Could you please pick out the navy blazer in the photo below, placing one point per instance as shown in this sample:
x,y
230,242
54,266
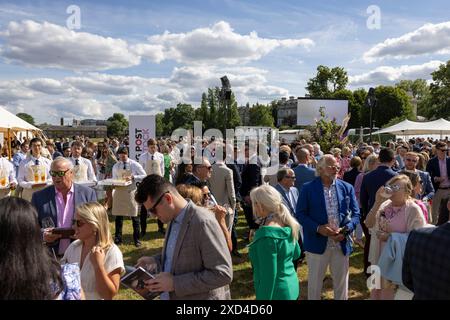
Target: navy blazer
x,y
433,169
372,181
302,175
287,202
426,263
427,185
45,203
311,213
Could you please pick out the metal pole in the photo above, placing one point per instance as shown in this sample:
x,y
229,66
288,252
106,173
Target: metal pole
x,y
370,116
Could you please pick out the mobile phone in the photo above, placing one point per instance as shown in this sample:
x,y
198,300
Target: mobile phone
x,y
64,232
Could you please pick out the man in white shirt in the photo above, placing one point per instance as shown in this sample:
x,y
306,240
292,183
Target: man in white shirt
--------------------------------------------------
## Exercise brief
Print the complete listing exactly, apart from any pictures.

## Result
Could you please pick out the navy blazer in the photo below, placing one point per instance as shown in this sample:
x,y
230,242
54,266
Target: navy blazer
x,y
433,169
372,181
302,175
287,202
426,263
427,185
45,203
311,213
Could you please pick out the metal pole in the photo above, placing one point per instance as shown in this sample:
x,y
229,66
288,252
106,173
Target: metal pole
x,y
370,116
Could you please pick out the mobile phone in the photo above, placing one point per instance as shown in this sample:
x,y
198,300
Target: mobile phone
x,y
64,232
Could you please pick out the man in white shirt in the photo above, placing one point per instance as shown in this sample:
x,y
306,240
292,183
Target: man in white shirt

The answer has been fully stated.